- _VORLIEGENDER TEXT_:
____
Frankreich lernt im virtuellen Klassenzimmer
Die Schüler im Nachbarland werden zu Hause digital weiter unterrichtet
- Als Emmanuel Macron am Donnerstagabend um kurz nach 20 Uhr die Schließung aller Kindergärten, Schulen und Universitäten verkündete, war der Jubel bei vielen Schülern groß. Doch Bildungsminister Jean-Michel Blanquer dämpfte die Freude schnell: „Das sind keine verlängerten Ferien“, warnte er im Radio. Statt auf der Schulbank müssen die Kinder nämlich ab Montag zu Hause den Unterrichtsstoff lernen. Frankreich hat seit 1939 ein Mittel, um Schüler zu Hause zu unterrichten. Das Nationale Zentrum für Fernunterricht (CNED) wurde zu Beginn des Zweiten Weltkriegs gegründet, um den Unterricht zu gewährleisten, nachdem die Lehrer eingezogen worden waren. Was damals mit der Post versandt wurde, ist heute im Internet
abrufbar. Für jede Klassenstufe gibt es den Unterrichtsstoff in digitale Päckchen aufbereitet. Gedacht ist „Ma classe à la maison“(meine Klasse zu Hause) vor allem für Kinder, die krank sind oder als Sportler und Künstler viel unterwegs sind.
____
- _ENTNOMMENES MATERIAL_:
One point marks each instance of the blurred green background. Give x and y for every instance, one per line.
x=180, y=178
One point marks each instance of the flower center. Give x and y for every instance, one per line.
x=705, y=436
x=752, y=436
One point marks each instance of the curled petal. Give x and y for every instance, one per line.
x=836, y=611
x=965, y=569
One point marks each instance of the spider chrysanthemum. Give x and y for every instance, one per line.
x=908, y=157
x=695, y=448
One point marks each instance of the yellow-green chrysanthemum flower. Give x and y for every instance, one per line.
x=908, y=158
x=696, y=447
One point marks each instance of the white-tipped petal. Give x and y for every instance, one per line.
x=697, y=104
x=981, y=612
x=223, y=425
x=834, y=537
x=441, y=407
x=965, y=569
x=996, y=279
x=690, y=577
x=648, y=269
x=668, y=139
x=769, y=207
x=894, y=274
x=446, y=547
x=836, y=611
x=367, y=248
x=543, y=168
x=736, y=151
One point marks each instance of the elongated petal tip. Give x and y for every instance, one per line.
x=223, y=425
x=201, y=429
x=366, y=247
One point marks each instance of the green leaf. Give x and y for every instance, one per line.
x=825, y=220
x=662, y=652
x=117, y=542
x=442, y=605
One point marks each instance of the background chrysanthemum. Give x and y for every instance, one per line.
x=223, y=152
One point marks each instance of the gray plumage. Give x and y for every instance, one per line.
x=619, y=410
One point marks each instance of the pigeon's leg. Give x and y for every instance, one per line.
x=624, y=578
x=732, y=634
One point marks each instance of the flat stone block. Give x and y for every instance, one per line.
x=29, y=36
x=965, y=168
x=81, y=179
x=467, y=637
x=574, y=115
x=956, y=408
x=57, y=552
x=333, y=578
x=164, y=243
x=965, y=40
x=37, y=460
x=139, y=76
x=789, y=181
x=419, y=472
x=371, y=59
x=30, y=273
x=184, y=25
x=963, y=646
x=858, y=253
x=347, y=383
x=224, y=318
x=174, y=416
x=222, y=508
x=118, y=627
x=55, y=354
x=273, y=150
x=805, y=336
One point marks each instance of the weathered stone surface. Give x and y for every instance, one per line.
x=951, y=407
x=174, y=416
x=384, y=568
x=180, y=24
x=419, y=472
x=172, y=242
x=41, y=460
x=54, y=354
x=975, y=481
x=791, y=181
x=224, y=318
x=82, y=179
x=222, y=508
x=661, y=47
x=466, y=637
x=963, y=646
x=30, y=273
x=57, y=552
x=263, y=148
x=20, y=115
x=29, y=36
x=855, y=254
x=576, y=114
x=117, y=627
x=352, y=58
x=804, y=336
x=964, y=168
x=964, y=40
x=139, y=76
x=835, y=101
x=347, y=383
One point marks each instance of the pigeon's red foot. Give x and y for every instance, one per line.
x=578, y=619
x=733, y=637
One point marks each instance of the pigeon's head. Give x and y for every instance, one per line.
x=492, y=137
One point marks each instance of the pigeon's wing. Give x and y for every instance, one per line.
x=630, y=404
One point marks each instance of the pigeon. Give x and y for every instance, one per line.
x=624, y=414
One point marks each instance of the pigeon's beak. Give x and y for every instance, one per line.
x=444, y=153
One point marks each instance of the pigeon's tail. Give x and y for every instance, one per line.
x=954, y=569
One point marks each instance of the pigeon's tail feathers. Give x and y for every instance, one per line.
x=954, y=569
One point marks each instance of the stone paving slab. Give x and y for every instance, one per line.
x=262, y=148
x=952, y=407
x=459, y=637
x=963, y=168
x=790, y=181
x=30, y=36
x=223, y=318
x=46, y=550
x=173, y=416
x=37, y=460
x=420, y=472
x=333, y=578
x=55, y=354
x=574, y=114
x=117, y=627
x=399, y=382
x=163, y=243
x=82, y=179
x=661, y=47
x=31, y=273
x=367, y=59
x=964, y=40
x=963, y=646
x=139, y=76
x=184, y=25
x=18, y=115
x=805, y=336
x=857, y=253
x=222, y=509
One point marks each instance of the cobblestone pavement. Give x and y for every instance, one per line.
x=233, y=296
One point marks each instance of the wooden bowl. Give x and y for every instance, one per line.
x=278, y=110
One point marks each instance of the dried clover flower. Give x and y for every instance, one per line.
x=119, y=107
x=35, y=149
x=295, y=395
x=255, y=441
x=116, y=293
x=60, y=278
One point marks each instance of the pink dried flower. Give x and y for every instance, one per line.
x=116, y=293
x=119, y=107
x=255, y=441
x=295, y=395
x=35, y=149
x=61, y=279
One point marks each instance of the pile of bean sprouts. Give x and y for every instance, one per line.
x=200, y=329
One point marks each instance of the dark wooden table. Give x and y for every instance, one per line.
____
- _ZU BEARBEITENDE AUFGABEN_:
a: Zu welchem Zweck wurde das CNED laut dem Artikel über den Fernunterricht in Frankreich gegründet?
b: Schreibe den Artikel über den Fernunterricht in Frankreich im Anschluss an seinen letzten Satz weiter.

- _LÖSUNGEN_:
a: Es sollte den Unterricht gewährleisten, nachdem die Lehrer eingezogen worden waren.

b:
In den nächsten Wochen soll das Programm nun ein virtuelles Klassenzimmer für alle 12,4 Millionen französischen Schüler werden. Eine Dimension, die so nicht vorgesehen war. Doch das Bildungsministerium versichert, dass bis zu 15 Millionen Schüler gleichzeitig in der digitalen Fernschule lernen können. Bevor es losgeht, müssen die Rektoren den Eltern mitteilen, wie sich ihre Kinder in den Fernunterricht einklinken. Jedes Kind bekommt ein Konto, um einen persönlich abgestimmten Stoff zu bearbeiten. „Ziel ist es nicht, drei Stunden vormittags und drei Stunden nachmittags vor dem Bildschirm zu sitzen“, versichert Blanquer. Deshalb werde es vor allem für Grundschüler Aufgaben geben, die auf Papier zu erledigen sind.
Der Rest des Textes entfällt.